§ **Exercise description**
Begin at the line containing "Target: island countertop" and copy exactly through the last line of the listing, skipping every picture.

§ **The input**
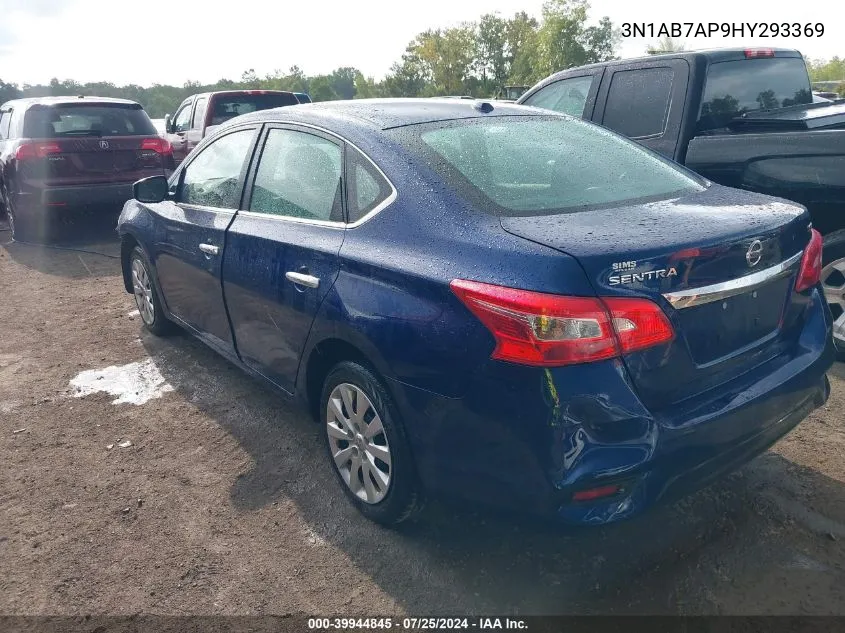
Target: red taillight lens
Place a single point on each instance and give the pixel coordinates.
(535, 328)
(811, 263)
(28, 151)
(158, 145)
(752, 53)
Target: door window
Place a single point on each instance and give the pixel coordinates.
(199, 113)
(212, 179)
(568, 96)
(182, 123)
(299, 177)
(5, 123)
(638, 102)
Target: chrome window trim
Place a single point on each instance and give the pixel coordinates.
(717, 292)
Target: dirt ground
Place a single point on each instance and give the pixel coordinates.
(223, 503)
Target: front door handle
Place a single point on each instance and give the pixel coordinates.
(301, 279)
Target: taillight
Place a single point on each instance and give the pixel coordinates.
(158, 145)
(535, 328)
(811, 263)
(27, 151)
(753, 53)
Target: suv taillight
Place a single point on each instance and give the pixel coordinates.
(157, 145)
(535, 328)
(29, 150)
(811, 263)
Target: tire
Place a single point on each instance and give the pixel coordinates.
(833, 281)
(386, 452)
(147, 298)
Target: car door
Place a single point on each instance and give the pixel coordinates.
(177, 134)
(281, 255)
(573, 95)
(190, 235)
(194, 135)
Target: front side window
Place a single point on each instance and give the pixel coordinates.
(182, 122)
(638, 102)
(568, 96)
(298, 176)
(518, 166)
(199, 113)
(5, 123)
(212, 179)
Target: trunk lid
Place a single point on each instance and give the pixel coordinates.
(672, 250)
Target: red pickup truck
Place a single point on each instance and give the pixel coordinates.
(201, 113)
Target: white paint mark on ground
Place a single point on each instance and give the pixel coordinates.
(135, 383)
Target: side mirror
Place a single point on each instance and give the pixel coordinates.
(150, 190)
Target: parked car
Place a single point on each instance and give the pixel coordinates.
(740, 117)
(58, 154)
(492, 302)
(199, 114)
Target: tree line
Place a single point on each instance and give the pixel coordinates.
(476, 58)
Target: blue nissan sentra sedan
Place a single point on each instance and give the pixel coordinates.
(487, 301)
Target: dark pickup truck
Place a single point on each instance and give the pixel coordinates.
(743, 118)
(199, 114)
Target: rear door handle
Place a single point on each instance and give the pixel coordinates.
(301, 279)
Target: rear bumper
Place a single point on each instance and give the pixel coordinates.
(112, 194)
(526, 439)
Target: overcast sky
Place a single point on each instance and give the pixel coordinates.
(171, 41)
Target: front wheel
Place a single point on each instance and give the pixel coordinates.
(146, 294)
(833, 283)
(367, 446)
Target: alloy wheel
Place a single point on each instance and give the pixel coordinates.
(143, 291)
(358, 443)
(833, 284)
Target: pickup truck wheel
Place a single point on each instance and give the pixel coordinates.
(833, 283)
(146, 294)
(367, 447)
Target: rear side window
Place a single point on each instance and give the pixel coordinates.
(523, 166)
(638, 102)
(568, 96)
(68, 120)
(225, 107)
(366, 188)
(298, 177)
(212, 179)
(5, 123)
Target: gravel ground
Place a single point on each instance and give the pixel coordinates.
(223, 503)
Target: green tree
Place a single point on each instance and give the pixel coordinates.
(665, 45)
(564, 39)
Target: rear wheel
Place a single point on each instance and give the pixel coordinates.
(146, 294)
(367, 447)
(833, 283)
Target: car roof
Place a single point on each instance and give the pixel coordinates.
(30, 101)
(384, 114)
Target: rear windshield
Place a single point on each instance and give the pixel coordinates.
(518, 166)
(66, 120)
(228, 107)
(749, 85)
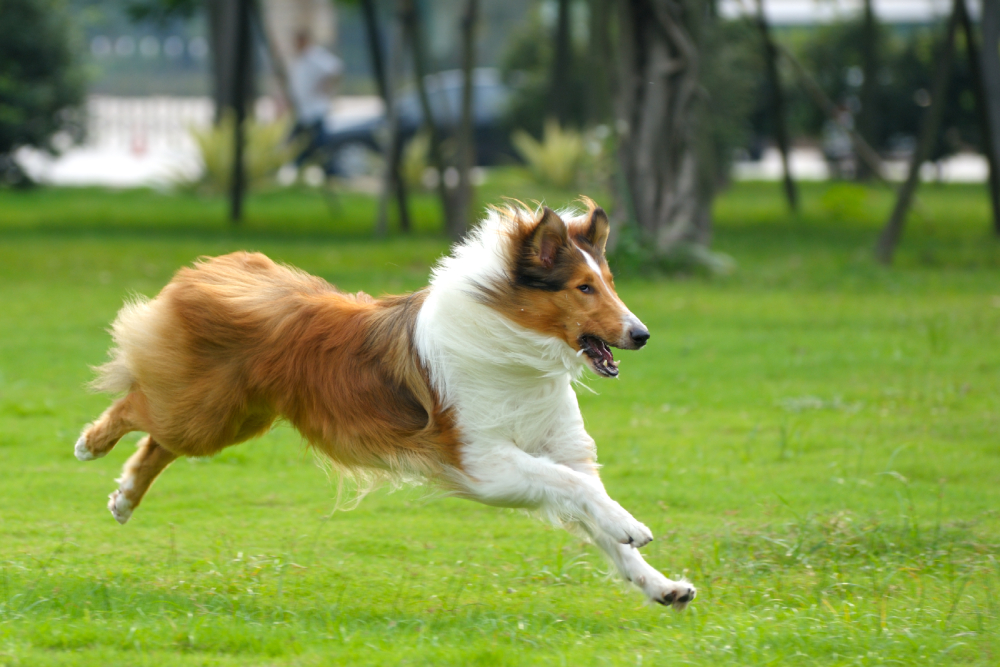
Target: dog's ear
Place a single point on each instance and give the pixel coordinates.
(597, 229)
(547, 238)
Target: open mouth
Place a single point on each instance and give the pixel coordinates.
(600, 355)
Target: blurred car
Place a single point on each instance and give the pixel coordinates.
(349, 146)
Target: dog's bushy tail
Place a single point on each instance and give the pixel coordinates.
(131, 329)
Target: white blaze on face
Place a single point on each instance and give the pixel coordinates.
(592, 263)
(628, 319)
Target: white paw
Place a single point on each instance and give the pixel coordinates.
(81, 450)
(120, 506)
(676, 594)
(625, 528)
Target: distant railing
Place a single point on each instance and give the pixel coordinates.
(141, 125)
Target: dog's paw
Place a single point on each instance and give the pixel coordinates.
(120, 506)
(83, 452)
(676, 594)
(625, 528)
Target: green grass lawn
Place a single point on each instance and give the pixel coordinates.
(814, 440)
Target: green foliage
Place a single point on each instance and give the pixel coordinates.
(40, 84)
(416, 158)
(907, 61)
(556, 159)
(527, 68)
(812, 440)
(266, 150)
(845, 201)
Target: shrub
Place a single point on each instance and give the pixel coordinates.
(266, 150)
(556, 159)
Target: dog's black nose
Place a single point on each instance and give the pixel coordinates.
(639, 335)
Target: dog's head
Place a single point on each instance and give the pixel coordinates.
(564, 288)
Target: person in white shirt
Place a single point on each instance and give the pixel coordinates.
(312, 76)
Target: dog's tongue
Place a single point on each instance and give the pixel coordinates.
(606, 353)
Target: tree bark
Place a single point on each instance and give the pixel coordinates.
(656, 110)
(868, 117)
(599, 55)
(411, 23)
(241, 65)
(466, 138)
(558, 100)
(976, 70)
(893, 230)
(223, 37)
(777, 106)
(393, 182)
(864, 151)
(991, 92)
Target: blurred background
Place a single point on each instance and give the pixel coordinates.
(656, 107)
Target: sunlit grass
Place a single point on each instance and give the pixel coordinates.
(813, 440)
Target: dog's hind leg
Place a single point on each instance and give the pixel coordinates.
(102, 435)
(140, 471)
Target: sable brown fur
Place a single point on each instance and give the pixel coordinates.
(238, 341)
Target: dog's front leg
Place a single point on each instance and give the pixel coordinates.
(633, 567)
(503, 474)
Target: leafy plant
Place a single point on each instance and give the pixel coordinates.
(556, 159)
(266, 150)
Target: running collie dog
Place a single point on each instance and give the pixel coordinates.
(467, 382)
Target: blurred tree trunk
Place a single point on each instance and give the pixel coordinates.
(893, 230)
(558, 98)
(656, 110)
(393, 182)
(466, 133)
(599, 57)
(991, 91)
(454, 220)
(982, 102)
(224, 41)
(778, 118)
(868, 118)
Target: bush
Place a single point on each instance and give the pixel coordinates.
(266, 150)
(40, 83)
(556, 159)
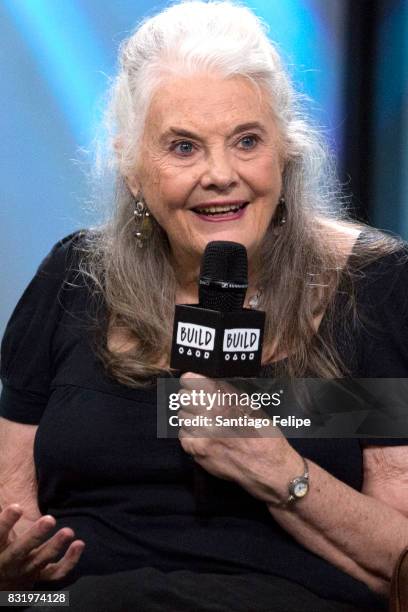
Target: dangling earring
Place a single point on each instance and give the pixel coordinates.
(143, 222)
(281, 212)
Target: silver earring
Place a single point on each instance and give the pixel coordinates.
(281, 212)
(143, 222)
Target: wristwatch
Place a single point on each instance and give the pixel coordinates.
(298, 488)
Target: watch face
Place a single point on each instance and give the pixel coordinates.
(300, 487)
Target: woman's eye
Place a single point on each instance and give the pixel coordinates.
(249, 142)
(184, 147)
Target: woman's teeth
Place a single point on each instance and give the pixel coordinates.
(218, 210)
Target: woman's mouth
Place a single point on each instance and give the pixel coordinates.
(227, 212)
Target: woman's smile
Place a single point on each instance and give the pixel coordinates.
(210, 165)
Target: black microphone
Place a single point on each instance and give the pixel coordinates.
(218, 337)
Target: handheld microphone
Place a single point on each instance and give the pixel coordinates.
(218, 337)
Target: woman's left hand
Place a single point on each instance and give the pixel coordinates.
(256, 458)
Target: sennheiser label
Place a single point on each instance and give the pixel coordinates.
(195, 336)
(241, 339)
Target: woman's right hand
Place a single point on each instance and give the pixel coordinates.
(30, 557)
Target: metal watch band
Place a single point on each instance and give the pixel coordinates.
(301, 484)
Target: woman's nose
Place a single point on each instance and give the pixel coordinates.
(219, 171)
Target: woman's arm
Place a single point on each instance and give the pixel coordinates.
(361, 533)
(17, 472)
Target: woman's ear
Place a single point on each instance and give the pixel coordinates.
(133, 184)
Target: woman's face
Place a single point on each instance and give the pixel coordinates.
(209, 143)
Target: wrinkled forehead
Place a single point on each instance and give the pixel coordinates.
(206, 103)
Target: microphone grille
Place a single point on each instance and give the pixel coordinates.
(223, 276)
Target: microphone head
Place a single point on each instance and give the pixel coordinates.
(223, 276)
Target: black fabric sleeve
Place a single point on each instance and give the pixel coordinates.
(26, 364)
(382, 306)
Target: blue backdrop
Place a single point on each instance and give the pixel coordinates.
(56, 59)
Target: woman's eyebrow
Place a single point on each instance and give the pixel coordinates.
(176, 131)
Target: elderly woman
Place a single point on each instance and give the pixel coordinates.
(209, 144)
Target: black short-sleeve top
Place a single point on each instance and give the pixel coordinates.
(130, 496)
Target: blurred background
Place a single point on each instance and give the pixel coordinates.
(56, 58)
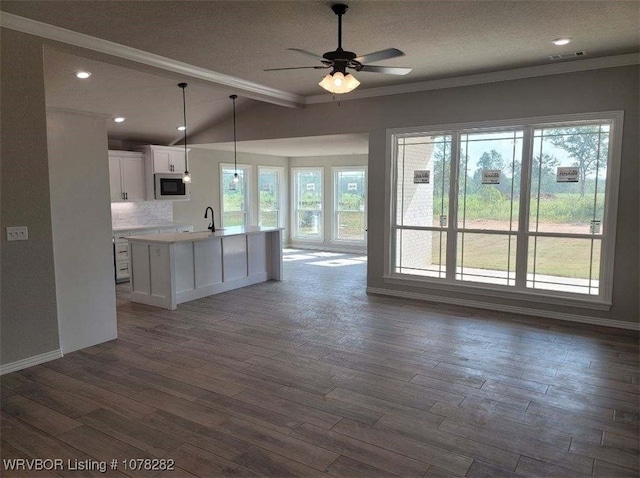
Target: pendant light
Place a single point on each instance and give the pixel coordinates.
(186, 178)
(236, 178)
(338, 82)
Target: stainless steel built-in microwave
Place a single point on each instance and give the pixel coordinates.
(170, 186)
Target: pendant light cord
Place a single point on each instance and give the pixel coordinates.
(184, 116)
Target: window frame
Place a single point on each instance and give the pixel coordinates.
(294, 205)
(279, 170)
(602, 301)
(246, 177)
(335, 170)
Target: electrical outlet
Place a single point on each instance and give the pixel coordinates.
(17, 233)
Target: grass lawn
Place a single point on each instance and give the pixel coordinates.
(563, 257)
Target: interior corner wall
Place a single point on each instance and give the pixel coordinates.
(204, 166)
(28, 322)
(608, 89)
(81, 223)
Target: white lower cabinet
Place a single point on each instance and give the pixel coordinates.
(122, 252)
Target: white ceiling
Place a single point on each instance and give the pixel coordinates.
(441, 39)
(328, 145)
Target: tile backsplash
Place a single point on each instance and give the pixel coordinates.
(141, 213)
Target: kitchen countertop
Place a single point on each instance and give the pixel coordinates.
(173, 237)
(148, 226)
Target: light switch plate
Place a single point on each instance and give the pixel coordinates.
(17, 233)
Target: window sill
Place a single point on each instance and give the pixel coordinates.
(501, 292)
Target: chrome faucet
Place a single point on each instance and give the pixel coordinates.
(212, 225)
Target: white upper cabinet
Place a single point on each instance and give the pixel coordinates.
(168, 161)
(126, 176)
(165, 159)
(161, 160)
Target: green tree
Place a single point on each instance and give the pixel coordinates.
(543, 173)
(585, 145)
(441, 174)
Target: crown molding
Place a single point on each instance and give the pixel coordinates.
(482, 78)
(56, 109)
(267, 94)
(249, 89)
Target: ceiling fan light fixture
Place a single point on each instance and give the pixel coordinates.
(338, 83)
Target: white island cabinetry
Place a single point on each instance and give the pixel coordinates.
(169, 269)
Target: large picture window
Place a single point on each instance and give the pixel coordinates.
(308, 204)
(528, 207)
(270, 196)
(349, 205)
(235, 196)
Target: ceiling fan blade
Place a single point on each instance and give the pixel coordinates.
(298, 68)
(389, 70)
(380, 55)
(308, 53)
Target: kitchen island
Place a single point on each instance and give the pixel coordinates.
(172, 268)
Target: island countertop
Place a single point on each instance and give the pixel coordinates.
(174, 237)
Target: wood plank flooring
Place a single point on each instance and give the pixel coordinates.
(311, 377)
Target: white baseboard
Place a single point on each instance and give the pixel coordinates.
(328, 248)
(619, 324)
(30, 361)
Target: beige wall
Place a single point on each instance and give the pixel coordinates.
(590, 91)
(28, 322)
(81, 220)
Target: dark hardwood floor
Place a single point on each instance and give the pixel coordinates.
(312, 377)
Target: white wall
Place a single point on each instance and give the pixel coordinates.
(29, 326)
(81, 224)
(327, 163)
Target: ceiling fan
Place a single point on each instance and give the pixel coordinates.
(339, 80)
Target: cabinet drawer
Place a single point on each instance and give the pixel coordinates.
(122, 251)
(122, 270)
(121, 237)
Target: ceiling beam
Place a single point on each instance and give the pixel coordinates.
(248, 89)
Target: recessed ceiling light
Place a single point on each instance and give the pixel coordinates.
(561, 41)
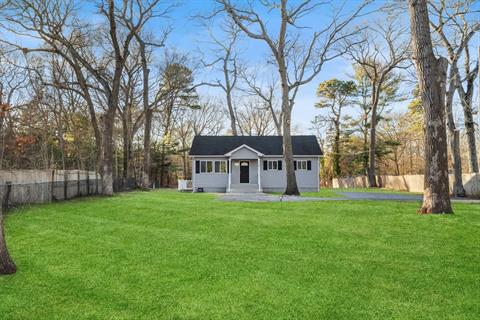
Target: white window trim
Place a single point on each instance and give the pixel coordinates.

§ **Finished answer**
Target: island countertop
Place a single point on each instance and give the pixel coordinates.
(174, 237)
Target: wood plank flooring
Place a single point on each instance and give the pixel coordinates.
(311, 377)
Target: white baseboard
Place a single point on each instance and give the pixel coordinates.
(328, 248)
(619, 324)
(30, 361)
Target: beige wall
Place a single point on each instance and give the pixel coordinates.
(590, 91)
(28, 322)
(81, 220)
Target: dark hardwood floor
Place a single point on each instance and give the pixel coordinates.
(312, 377)
Target: white wall
Place a single point on each instance and give the pixel coordinates.
(29, 326)
(81, 224)
(327, 163)
Target: ceiling fan
Place a single point on each instance and give the pixel coordinates.
(339, 80)
Target: cabinet drawer
Place a single point on each instance and give the pixel coordinates.
(122, 251)
(122, 270)
(121, 237)
Target: ceiling beam
Place a single point on each instance and give the pixel coordinates.
(248, 89)
Target: recessed ceiling light
Place a single point on each instance and give the pixel coordinates.
(561, 41)
Target: white window trim
Place a single point on each instance and give the pixel coordinates.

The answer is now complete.